> GIVEN TASK: Write the next part of the comment about moving Samza's KafkaSystemProducer to the new async Kafka producer, starting right after its last sentence.

> TEXT EXTRACT:
Chris Riccomini commented on KAFKA-1863:


Here's how Samza's KafkaSystemProducer currently works. We use a sync Kafka 
producer to send messages. We batch inside Samza's KafkaSystemProducer, so 
calling KafkaSystemProducer.send() prepends your message to a buffer inside the 
KafkaSystemProducer (we don't send it to the underlying Kafka producer at this 
point). When the buffer reaches some max (say, 200), the send() call will 
trigger a sync KafkaSystemProducer.flush() call, which will call send() on the 
underlying producer. Since the send() call is blocking, any exception that 
occurs happens on the thread that's calling send(), so we just simply wrap the 
send() call in a try/catch. Flush is also called before Samza checkpoints its 
offsets, to make sure that any outstanding output is sent (so we don't lose 
data if there's a failure).

Samza's KafkaSystemProducer is currently setup to retry forever, no matter 
what, when sends to Kafka fail. It waits 10s, and retries. This behavior has 
come in handy in scenarios where we have (un)expected downtime or cluster 
maintenance on a Kafka grid. When the grid's offline, we don't want 50 Samza 
jobs to kill themselves. We just want them to chill out until the grid's back.

This strategy has some drawbacks, though. 

# The send is blocking. This hurts throughput. Sometimes, quite severely.
# Some exceptions are never going to get better. Retrying doesn't make sense in 
this case.

When we upgrade to the new Producer, we want to address these issues. For (1), 
the new producer everything is async, so that gets fixed automatically. For 
(2), we'd like to only retry with RetriableException, and fail for the rest.

The trick is, if the sends are no longer sync, we have to have a mechanism by 
which we can verify that all outstanding messages have been successfully sent 
before we return.

{code}
send()
send()
send()
flush() // when this returns, all messages must be in Kafka.. inflight must be 
0 and buffer must be 0
{code}

The naive approach would be to just hold on to a future for each send() call, 
and stuff it in a list. When flush is invoked, simply iterate over the list, 
and call Future.get(). The confusing thing with this approach is what to do if 
Future.get() tells us that there was an exception when the message send was 
attempted. It seems that re-sending the message at this point would result in 
out of order messages. Is that correct?

{code}
send() // success
send() // failed
send() // enqueued
flush()
{code}

In the above example, if we call Future.get() on the second send()'s future, 
and we see it's a failure, the third send() could have already happened. In 
this case, if we re-send the failed message, then we get the third message 
before the second, right?

Another oddity of this approach is that it seems we would have to double-buffer 
the messages in order to resend them, since RecordMetadata doesn't have the 
actual message that we sent. In order to re-send, we'd have to keep the message 
in a buffer in KafkaSystemProducer, along with its future, until the 
Future.get() returns successfully.

> PROVIDED RECORDS:

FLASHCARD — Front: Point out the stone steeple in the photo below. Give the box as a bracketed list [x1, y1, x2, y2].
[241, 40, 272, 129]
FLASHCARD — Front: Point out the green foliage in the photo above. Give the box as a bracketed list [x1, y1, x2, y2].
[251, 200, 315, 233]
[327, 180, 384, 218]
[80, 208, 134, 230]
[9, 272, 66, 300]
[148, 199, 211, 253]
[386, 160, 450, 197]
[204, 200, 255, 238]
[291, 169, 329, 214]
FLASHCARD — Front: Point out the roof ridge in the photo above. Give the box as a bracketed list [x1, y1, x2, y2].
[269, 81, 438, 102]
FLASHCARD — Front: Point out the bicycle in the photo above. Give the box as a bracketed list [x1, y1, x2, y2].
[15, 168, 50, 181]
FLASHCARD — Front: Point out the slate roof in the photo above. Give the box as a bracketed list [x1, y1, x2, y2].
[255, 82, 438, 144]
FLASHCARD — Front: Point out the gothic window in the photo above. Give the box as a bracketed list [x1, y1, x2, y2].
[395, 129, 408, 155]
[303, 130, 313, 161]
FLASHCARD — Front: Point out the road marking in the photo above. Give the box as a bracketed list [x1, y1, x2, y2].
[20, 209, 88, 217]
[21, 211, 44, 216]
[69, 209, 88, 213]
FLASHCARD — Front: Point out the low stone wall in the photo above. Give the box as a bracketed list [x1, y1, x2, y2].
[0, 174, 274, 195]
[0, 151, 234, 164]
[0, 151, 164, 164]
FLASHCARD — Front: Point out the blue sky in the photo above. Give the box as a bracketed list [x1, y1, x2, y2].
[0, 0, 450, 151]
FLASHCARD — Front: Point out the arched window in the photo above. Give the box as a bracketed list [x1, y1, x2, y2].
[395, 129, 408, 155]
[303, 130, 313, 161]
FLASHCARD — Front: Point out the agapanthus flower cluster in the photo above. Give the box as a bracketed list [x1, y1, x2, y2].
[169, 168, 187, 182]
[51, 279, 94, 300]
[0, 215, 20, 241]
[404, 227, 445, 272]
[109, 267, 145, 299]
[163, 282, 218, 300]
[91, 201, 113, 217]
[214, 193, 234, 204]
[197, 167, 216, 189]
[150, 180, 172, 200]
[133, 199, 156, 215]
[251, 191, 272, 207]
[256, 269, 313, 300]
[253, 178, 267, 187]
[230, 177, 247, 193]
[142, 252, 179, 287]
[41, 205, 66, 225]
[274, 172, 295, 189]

> TASK ANSWER:
We then thought that we would set:

{noformat}
retries=20
{noformat}

At this point, we thought that the producer would re-send forever from the send 
thread, which is pretty much what we wanted in the case of a failure. But then 
we realized that if we had multiple in-flight requests, this could lead to out 
of order messages, so we forced:

{noformat}
max.in.flight.requests.per.connection=1
{noformat}

So at this point, we believe that any message that gets into the send thread 
will be guaranteed to be sent, and in the right order, always.

But, talking with @guozhang, it sounds like there are some cases where 
ApiExceptions are thrown from the main thread, not the send thread. In this 
case, it seems that our {{retries}} setting has no effect, because the message 
hasn't even made it into the queue for the send thread yet. So, if an exception 
is thrown in the main thread, we seem to have to catch the RetriableException 
that's thrown, and re-send the message.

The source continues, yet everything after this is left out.